[Provided material — start]

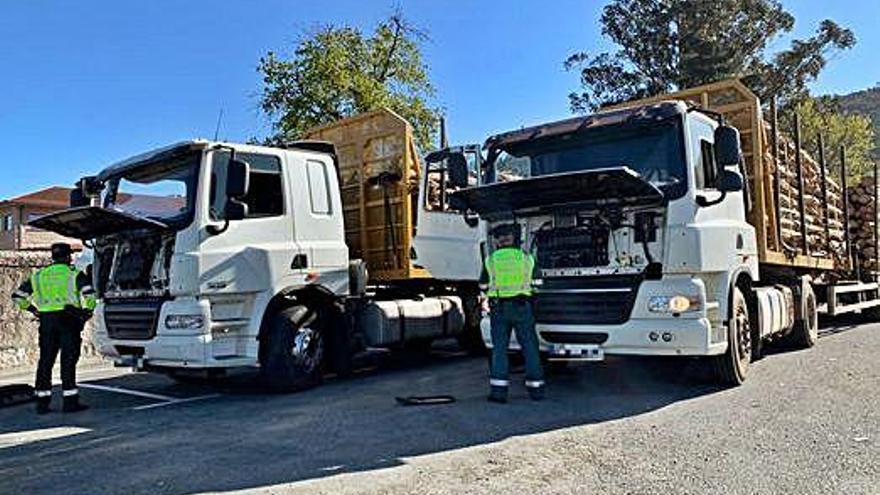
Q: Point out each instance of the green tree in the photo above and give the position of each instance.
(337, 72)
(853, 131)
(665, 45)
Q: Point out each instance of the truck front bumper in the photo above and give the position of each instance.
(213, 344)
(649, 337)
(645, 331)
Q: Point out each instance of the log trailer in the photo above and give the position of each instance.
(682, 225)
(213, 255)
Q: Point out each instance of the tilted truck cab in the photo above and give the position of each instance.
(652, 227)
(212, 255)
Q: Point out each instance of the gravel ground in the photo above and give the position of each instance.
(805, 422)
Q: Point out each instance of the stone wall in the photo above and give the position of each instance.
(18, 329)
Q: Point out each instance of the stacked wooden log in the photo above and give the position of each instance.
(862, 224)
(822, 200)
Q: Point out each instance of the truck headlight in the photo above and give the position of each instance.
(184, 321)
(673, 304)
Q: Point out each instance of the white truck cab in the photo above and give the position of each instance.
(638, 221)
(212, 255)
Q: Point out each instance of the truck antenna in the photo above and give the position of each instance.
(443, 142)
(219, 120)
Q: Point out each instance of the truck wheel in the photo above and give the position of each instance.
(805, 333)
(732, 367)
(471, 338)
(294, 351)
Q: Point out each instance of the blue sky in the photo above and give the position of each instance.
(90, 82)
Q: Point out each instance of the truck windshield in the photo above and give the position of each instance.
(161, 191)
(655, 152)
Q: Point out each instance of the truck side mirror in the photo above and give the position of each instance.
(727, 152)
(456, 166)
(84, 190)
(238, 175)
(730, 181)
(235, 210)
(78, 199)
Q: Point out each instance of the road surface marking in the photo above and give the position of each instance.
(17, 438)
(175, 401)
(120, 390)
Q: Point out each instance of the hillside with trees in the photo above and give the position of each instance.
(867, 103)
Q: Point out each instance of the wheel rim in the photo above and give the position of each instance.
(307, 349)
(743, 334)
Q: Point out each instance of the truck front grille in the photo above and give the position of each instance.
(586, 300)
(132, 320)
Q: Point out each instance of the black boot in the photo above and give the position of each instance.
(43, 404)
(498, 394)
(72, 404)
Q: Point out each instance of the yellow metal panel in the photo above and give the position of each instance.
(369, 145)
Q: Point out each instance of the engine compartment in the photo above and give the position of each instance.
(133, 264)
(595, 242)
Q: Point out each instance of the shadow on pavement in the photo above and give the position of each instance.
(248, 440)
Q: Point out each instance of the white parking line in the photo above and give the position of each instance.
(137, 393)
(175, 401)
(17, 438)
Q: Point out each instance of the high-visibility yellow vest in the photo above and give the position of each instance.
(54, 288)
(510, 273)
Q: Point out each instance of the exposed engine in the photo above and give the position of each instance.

[Provided material — finish]

§ Goal of the exercise: Output each line exactly as shown above; no pictures go in the copy.

§ Task output:
Q: Point out each instance of the green tree in the photo above and give the position of each instance.
(337, 72)
(853, 131)
(665, 45)
Q: Point out each instance of the truck front bumper in the photo above and give the position of each instance.
(213, 344)
(649, 337)
(645, 331)
Q: Point out each instance of the log trailer in the photo above and give the position of each instance.
(682, 225)
(213, 255)
Q: Point out each instance of the tilted truck cab in the photo above and give the position of each instance.
(652, 227)
(212, 255)
Q: Point out each instance of the gravel ground in the photo above and give the position of each instance.
(805, 422)
Q: Point out each instance of the stone wall in the photo above and give the position of each instance.
(18, 329)
Q: Point out each instance of the stacked wooden log in the photo above and give the position of each instance.
(862, 224)
(822, 200)
Q: Point out each instance of the truck headlight in the photo above and give the position of each instance.
(184, 321)
(673, 304)
Q: Point out each instance of the white truck cab in the photo above and give the position of each instance.
(638, 221)
(212, 255)
Q: Point out each instance of the truck antenna in the photo above and give the position of each instance.
(443, 142)
(219, 120)
Q: Point out each instance of the truck wheel in the photo above and give the position of each instance.
(805, 333)
(732, 367)
(471, 338)
(294, 351)
Q: Point out each instance of the blue sky in the photo above and give the position of each instance.
(90, 82)
Q: Point out each instance of the truck windshield in the photo above and give the position of each instance.
(161, 191)
(655, 152)
Q: Point out each instance of the truck side mirror in the photo above and give the position of each instance.
(727, 152)
(456, 166)
(84, 190)
(238, 175)
(730, 181)
(235, 210)
(78, 199)
Q: Point out each instance of the road surface marking in the photo above and give the position of each instance.
(17, 438)
(175, 401)
(120, 390)
Q: Point out each instance of the hillside with trees in the photo above and give the position of each instance.
(867, 103)
Q: Point out each instance of the wheel rim in the photo above and give the position of each instance.
(307, 349)
(743, 334)
Q: Point out each instance of the truck front grille in the photo above and give the position of each instance.
(586, 300)
(132, 320)
Q: Point out each instance of the black boot in the photo above and give the position of each instance.
(43, 404)
(498, 394)
(72, 404)
Q: Point out each instance of the yellow metal panel in the photo above and give the position of each instance.
(369, 145)
Q: Point out each instance of the engine compartment in the photo above and give the position of each instance.
(133, 264)
(595, 242)
Q: Point out each instance of the shadow on pavement in the photo above and give the position of each instance.
(248, 440)
Q: Point out each instance of the white parking line in the photo above and give the position of each instance.
(137, 393)
(175, 401)
(17, 438)
Q: Point out each instance of the high-visibility yellow vest in the photo above and give the position of each instance.
(54, 288)
(510, 273)
Q: Point out each instance of the exposed engine in the photo above and give the position of each instance.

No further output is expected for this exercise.